Job 1: According to the article on Electrosteel Steels, when was the plant's commercial operation date originally scheduled?
Job 2: Continue the article on Electrosteel Steels from its last sentence.

Source text:
Electrosteel Steels Ltd (ESL), promoted by Kolkata-based Kejriwal Group through its flagship company, Electrosteel Castings Ltd (ECL), had planned to set up an integrated 2.2 million tonne per annum (MTPA) capacity steel plant in Bokaro, Jharkhand.

The estimated project cost was Rs 7,262 crore. The project work began in July 2007.

With the progress of project works, ESL increased the plant capacity to 2.51 MTPA.

The incremental cost for the enhanced plant capacity was assessed at Rs 1,236 crore. While the promoters chipped in with an additional equity of Rs 412 crore, the additional term loan of Rs 824 crore could not be tied-up.

According to a banker clued in to the development, ESL’s financial strain has originated from its inability to adhere to the commercial operation date (COD), originally scheduled in April 2010, due to external reasons.

The external reasons are: initial hassles relating to land acquisition; non-availability of Chinese labour due to visa issues; and delay in tie-up and disbursement of additional term loan for completion of work at some major modules at the plant.

Loan recast

Thirty banks and financial institutions, including State Bank of India, Punjab National Bank, Canara Bank, UCO Bank, Life Insurance Corporation of India, SREI and HUDCO, have an exposure to ESL.

The loan restructuring envisages structured repayment of existing term loans aggregating Rs 6,175 crore in quarterly instalments from December 2015 to December 2022.

The company will pay an interest rate ranging from 10.75 per cent interest to 11.50 per cent during the loan period.

Material supplied:
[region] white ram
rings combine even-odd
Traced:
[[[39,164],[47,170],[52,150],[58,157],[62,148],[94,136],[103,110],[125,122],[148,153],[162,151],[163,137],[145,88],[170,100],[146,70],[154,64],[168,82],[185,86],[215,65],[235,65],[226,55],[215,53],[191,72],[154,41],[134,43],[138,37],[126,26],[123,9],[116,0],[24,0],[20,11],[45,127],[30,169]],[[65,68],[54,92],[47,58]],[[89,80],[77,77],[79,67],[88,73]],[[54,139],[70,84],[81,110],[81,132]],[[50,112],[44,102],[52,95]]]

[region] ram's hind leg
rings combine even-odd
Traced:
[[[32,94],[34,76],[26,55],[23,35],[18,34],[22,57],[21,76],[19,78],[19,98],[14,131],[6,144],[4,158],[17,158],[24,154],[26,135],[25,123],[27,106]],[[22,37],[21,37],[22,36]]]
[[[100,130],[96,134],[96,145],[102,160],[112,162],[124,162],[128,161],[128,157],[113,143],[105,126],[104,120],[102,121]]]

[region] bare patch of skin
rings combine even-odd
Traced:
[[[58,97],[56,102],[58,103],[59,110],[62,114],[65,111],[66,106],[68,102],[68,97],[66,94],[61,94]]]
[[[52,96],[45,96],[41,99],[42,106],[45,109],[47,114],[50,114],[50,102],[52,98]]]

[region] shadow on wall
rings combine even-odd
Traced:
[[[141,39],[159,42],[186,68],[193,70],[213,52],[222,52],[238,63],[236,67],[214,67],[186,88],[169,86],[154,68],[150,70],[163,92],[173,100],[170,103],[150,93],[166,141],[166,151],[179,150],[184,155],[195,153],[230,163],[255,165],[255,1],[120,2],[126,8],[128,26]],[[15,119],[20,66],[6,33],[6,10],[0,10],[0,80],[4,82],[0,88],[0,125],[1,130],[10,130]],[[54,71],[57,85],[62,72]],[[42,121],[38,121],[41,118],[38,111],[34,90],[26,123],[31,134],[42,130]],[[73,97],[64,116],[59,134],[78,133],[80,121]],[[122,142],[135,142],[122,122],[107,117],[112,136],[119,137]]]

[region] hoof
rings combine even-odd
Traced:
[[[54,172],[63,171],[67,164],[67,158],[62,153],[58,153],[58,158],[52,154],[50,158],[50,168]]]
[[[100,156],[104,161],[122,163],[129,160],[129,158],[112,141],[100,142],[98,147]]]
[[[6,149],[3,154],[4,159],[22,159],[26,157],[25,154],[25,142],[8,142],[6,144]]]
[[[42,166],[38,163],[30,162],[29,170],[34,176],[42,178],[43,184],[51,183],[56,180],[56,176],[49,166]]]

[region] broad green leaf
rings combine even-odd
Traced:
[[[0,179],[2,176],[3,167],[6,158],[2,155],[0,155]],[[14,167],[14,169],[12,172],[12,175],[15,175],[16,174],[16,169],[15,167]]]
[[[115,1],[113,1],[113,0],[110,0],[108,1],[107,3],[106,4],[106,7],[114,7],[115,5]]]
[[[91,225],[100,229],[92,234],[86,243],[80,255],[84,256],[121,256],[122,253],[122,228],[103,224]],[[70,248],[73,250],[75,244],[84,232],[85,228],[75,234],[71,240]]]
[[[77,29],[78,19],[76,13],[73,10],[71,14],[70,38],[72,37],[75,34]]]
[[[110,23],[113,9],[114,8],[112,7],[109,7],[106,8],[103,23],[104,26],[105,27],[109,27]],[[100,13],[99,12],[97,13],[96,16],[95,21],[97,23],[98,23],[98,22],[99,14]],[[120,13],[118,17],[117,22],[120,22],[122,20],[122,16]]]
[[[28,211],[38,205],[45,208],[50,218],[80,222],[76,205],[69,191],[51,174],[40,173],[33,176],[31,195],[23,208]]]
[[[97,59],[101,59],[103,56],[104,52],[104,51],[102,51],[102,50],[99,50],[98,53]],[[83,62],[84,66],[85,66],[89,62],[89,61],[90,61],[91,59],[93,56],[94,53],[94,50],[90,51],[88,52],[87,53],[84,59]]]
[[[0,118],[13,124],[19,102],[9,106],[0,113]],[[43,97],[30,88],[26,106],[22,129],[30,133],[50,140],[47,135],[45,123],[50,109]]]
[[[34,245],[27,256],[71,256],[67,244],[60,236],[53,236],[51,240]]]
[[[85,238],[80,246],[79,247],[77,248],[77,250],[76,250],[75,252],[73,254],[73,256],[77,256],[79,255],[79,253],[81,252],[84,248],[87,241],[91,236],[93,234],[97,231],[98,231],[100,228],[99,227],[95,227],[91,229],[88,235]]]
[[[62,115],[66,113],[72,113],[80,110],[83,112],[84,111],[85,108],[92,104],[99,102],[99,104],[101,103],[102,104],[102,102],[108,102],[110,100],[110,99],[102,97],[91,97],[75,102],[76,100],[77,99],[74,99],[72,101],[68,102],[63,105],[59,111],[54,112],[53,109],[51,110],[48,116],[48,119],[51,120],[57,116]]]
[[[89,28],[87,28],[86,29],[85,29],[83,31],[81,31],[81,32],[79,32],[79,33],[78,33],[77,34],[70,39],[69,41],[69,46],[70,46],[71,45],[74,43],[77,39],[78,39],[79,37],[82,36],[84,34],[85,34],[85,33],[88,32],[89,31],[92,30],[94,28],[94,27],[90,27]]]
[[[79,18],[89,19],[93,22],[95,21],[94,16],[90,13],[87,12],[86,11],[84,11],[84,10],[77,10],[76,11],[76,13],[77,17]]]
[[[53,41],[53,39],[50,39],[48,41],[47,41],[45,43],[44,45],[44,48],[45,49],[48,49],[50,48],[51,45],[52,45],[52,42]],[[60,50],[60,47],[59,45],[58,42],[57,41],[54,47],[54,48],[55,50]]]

Task output 1: April 2010

Task output 2:
ESL has proposed to infuse equity of around Rs 1,700 crore in FY15-16. A part of this (Rs 750 crore) would be used to pay the existing term loan and the balance amount of Rs 950 crore would be used for repayment of funded interest term loan (FITL).

The steel company will get fresh term loan of Rs 1,100 crore at an interest rate of 11 per cent (to be reset after three years) for the additional project cost. Interest on term loan (existing and proposed fresh term loan) from March 2013 to February 2015 will be funded and converted into FITL.

Proposed collateral

Bankers say the entire assets of the company will be pooled together. All the loans that will be extended by lenders participating in the CDR process would be secured by the pooled assets.

Further, the CDR proposal will go through only if the promoter, Umang Kejriwal, offers personal guarantee and the entire promoter shareholding of 39.64 per cent is pledged with the lenders.

A top ESL official indicated that all conditions imposed by the lenders for seeing the company’s debt restructuring proposal through will be met.

Share of ESL closed at Rs 3.79 per share, down 2.32 per cent, on the BSE.